> AIM: Give all of the rows below as a two-column CSV with the columns request and points, one line per request, placing the request text and its answer each in a single quoted field with line breaks replaced by spaces. Leave the pictures out.
>> start PROVIDED RECORDS
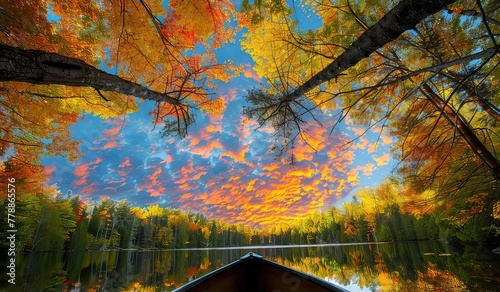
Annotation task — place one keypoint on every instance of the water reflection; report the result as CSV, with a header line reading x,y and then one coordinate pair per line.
x,y
402,266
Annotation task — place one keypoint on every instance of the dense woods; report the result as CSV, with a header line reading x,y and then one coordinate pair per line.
x,y
427,76
65,222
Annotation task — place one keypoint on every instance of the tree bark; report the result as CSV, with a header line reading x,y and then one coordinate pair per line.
x,y
40,67
457,122
404,16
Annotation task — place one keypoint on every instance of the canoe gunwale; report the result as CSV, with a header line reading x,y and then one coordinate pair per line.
x,y
289,274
>> end PROVIDED RECORDS
> PROBLEM SOLUTION:
request,points
"Annotation task — place one keypoint on every instance of the water reflection; report the result as CSV, with a header line reading x,y and then one coordinate pair per line.","x,y 402,266"
"Annotation task — place one keypoint on every instance of the dense woods; report the result as CSV, with a header line reading x,y and then one coordinate pair per line.","x,y 427,76 65,222"
"Annotation task — place one keypoint on every instance of the tree bark; report the result as CSV, with a header line reading x,y and then one coordinate pair per line.","x,y 40,67 457,122 404,16"
"Annotation task — place one keypoint on every instance of the canoe gunwale; report the result as CSV, with a header line reading x,y and then one coordinate pair per line.","x,y 289,274"